- **WHAT IS NEEDED**: Begin at the line that holds "Record the location of each instance of the overcast" and copy each line exactly until the data below ends, including that last line but no pictures.

** begin GIVEN ENTRIES **

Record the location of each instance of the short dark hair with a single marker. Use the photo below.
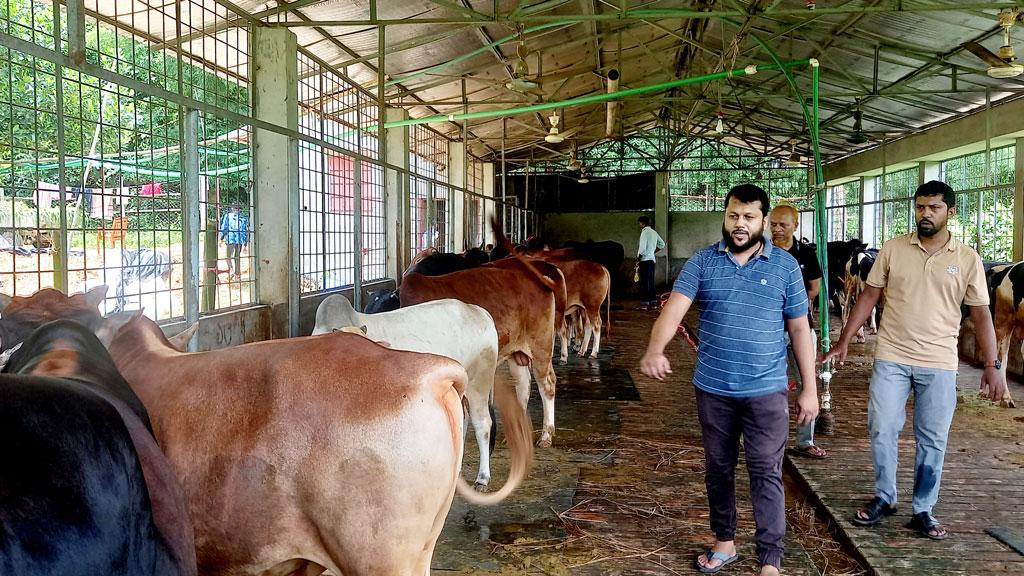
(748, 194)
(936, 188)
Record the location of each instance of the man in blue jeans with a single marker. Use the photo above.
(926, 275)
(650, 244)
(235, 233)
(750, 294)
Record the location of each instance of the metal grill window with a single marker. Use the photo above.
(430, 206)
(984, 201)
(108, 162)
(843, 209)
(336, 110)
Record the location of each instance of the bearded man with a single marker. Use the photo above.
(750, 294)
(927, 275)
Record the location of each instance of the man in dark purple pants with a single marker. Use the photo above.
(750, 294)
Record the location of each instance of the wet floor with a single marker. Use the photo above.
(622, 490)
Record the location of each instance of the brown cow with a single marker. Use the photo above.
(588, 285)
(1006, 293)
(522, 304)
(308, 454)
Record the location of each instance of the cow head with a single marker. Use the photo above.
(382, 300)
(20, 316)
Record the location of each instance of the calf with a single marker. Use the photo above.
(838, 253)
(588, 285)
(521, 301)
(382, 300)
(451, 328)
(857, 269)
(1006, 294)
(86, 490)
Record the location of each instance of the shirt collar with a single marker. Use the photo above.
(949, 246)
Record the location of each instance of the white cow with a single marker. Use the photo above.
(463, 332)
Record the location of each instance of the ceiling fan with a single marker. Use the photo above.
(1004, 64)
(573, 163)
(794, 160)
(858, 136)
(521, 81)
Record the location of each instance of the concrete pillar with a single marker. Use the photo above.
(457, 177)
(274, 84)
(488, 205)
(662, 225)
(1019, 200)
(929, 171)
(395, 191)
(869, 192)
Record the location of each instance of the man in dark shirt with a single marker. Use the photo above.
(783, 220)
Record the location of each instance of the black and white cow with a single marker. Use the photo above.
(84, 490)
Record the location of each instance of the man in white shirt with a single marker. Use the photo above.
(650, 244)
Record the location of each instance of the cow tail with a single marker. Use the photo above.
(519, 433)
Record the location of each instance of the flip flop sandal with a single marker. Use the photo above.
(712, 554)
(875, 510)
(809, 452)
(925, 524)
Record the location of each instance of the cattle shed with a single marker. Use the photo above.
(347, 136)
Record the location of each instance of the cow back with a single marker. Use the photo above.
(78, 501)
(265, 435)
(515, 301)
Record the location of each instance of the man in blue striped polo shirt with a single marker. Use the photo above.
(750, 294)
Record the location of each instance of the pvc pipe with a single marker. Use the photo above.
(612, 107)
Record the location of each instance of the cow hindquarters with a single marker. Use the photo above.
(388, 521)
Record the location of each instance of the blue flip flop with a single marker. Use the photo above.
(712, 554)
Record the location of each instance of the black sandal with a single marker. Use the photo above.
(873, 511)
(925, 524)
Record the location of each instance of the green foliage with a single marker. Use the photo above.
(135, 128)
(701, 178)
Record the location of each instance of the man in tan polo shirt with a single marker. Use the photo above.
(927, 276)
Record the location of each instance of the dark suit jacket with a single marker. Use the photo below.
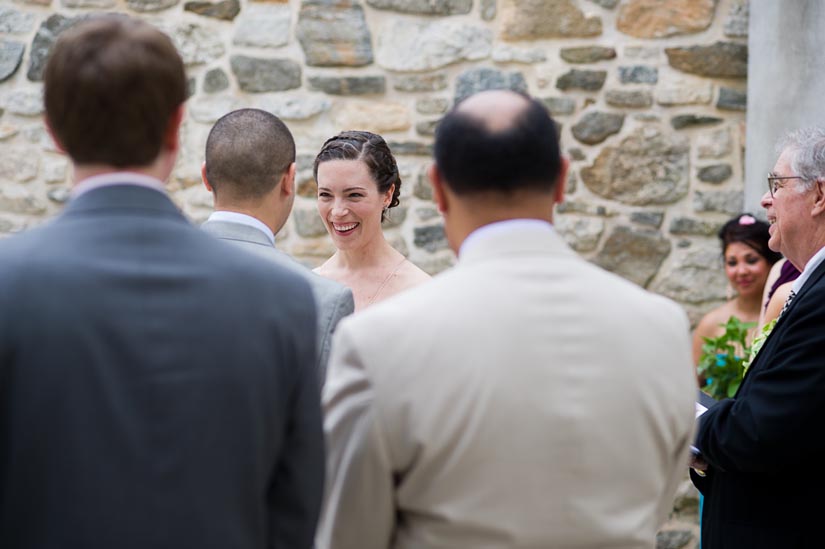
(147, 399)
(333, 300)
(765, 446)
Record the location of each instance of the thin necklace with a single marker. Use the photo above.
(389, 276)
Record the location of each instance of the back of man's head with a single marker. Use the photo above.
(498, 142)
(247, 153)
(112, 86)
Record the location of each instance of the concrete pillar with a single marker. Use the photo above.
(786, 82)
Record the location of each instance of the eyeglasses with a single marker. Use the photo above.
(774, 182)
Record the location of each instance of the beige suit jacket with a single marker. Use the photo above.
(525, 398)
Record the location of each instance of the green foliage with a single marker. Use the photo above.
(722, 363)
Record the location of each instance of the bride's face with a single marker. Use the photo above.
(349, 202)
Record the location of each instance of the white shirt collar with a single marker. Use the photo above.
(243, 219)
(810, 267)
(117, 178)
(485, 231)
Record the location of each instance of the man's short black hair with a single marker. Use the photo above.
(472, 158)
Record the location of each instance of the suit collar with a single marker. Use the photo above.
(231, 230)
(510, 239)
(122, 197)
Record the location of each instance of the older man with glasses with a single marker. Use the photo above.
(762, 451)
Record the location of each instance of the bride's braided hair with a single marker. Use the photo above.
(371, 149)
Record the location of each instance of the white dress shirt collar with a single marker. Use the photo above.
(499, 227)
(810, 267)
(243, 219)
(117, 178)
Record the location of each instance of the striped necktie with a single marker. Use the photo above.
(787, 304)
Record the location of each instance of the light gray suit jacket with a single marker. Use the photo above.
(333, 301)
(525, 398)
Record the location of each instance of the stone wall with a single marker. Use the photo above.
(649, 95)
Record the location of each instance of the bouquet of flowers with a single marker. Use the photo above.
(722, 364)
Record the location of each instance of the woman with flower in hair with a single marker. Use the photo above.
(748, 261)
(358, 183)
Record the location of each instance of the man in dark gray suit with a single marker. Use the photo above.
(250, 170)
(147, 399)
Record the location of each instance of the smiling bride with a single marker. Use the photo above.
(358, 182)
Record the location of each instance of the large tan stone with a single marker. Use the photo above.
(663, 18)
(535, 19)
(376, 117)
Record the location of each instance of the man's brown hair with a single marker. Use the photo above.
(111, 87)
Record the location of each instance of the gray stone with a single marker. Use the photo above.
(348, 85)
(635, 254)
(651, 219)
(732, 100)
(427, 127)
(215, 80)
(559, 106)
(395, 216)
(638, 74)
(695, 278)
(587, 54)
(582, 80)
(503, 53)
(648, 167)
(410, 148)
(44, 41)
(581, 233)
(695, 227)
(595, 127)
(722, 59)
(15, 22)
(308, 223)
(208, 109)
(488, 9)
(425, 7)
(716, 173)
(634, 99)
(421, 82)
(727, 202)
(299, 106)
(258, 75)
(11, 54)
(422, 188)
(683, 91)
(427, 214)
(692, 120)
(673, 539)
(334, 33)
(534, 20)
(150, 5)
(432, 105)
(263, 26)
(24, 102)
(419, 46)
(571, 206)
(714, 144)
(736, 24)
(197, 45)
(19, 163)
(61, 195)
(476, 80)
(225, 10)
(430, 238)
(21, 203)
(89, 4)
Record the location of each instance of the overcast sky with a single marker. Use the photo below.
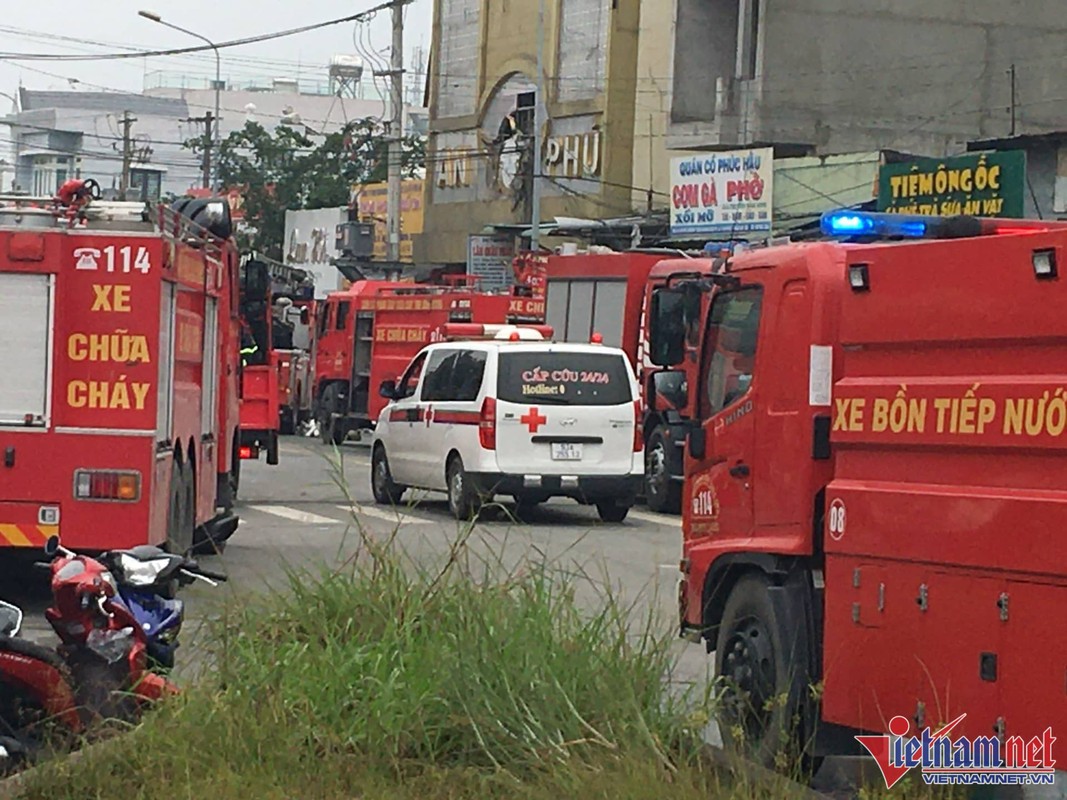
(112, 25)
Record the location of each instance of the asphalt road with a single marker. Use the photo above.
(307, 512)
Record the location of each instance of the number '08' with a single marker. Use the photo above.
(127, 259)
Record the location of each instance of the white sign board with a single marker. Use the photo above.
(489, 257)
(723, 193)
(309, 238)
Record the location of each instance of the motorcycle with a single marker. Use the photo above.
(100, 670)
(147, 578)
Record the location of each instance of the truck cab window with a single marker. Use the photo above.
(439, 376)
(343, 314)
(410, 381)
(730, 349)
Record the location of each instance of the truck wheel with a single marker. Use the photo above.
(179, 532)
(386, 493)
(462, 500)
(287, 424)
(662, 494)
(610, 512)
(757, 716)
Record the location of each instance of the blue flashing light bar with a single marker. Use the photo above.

** end GIVEN ENTRIES **

- **EXERCISE SOLUTION**:
Record the location of each instance of the overcast sky with a single marker. Use the photo below.
(112, 25)
Record the location of each instance of the asphalt road with a single marker. Use the photo above.
(307, 512)
Record the location of each instance of the number '08' with a single marker. Use the photo above.
(127, 259)
Record the location of each instance of the white sign board with a single marker. Use the photo above.
(489, 257)
(723, 193)
(309, 238)
Record the location of each instance of the motorcycle with a single marker. Use the photo above.
(100, 670)
(147, 578)
Record the location of each instance of the truck cab window with a single marker. Use the photo above.
(439, 376)
(343, 314)
(410, 381)
(730, 349)
Record the location of each instance of the truck wheel with a single marker. Use the photo above.
(179, 532)
(386, 493)
(462, 500)
(287, 424)
(662, 494)
(610, 512)
(757, 716)
Record the location of each instance of the blue flashing light bar with a single marker. Use the photo above.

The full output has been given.